**Directions for this task:**
Can you format every line of the listing below as a numbered list, leaving out any blank lines?

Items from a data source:

begin

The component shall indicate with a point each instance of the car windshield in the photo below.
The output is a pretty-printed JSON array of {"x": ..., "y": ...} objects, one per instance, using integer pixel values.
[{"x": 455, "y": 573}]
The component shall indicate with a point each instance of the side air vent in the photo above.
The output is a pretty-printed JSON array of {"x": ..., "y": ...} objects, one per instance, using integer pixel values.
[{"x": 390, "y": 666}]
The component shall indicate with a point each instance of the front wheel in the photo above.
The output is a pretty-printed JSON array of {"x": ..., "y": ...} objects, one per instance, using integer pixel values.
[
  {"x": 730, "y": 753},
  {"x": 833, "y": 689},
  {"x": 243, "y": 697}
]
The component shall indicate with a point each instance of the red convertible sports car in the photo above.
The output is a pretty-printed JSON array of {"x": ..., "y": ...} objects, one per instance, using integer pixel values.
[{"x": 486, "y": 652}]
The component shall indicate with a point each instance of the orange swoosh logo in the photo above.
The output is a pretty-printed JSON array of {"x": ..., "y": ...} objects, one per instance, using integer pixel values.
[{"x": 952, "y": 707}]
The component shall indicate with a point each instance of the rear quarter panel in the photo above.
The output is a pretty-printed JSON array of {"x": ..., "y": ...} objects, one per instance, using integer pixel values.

end

**Result for this exercise:**
1. The component shall indicate with a point each instance of the car windshield in the photo below.
2. The output is a pretty-printed JSON array of {"x": ..., "y": ...} objects, one per instance, using integer pixel values.
3. [{"x": 455, "y": 573}]
4. The component shall indicate with a point each instance of the side air vent in the photo above.
5. The output is a pretty-printed JSON array of {"x": ..., "y": ...} objects, one per instance, using integer pixel values.
6. [{"x": 390, "y": 666}]
7. The component shall indicate with a point each instance of the front wheel in the photo above.
8. The output is a pretty-printed JSON array of {"x": ..., "y": ...} objects, one per instance, using integer pixel values.
9. [
10.   {"x": 730, "y": 753},
11.   {"x": 833, "y": 689},
12.   {"x": 243, "y": 697}
13. ]
14. The component shall indicate with a point each instance of the red convertible sports car in the photo above.
15. The output is a pretty-printed JSON array of {"x": ..., "y": ...} objects, one per instance, using integer pixel values.
16. [{"x": 486, "y": 652}]
17. The component shall indicate with a point each instance of the orange swoosh logo in the photo above.
18. The output is a pretty-printed JSON array of {"x": ..., "y": ...} objects, one per instance, using integer pixel values.
19. [{"x": 952, "y": 707}]
20. The component shall indicate with a point each instance of the rear quarter panel in the photo above.
21. The output is a pretty-printed JSON array of {"x": ..., "y": ...} objects, one per instance, using integer pixel values.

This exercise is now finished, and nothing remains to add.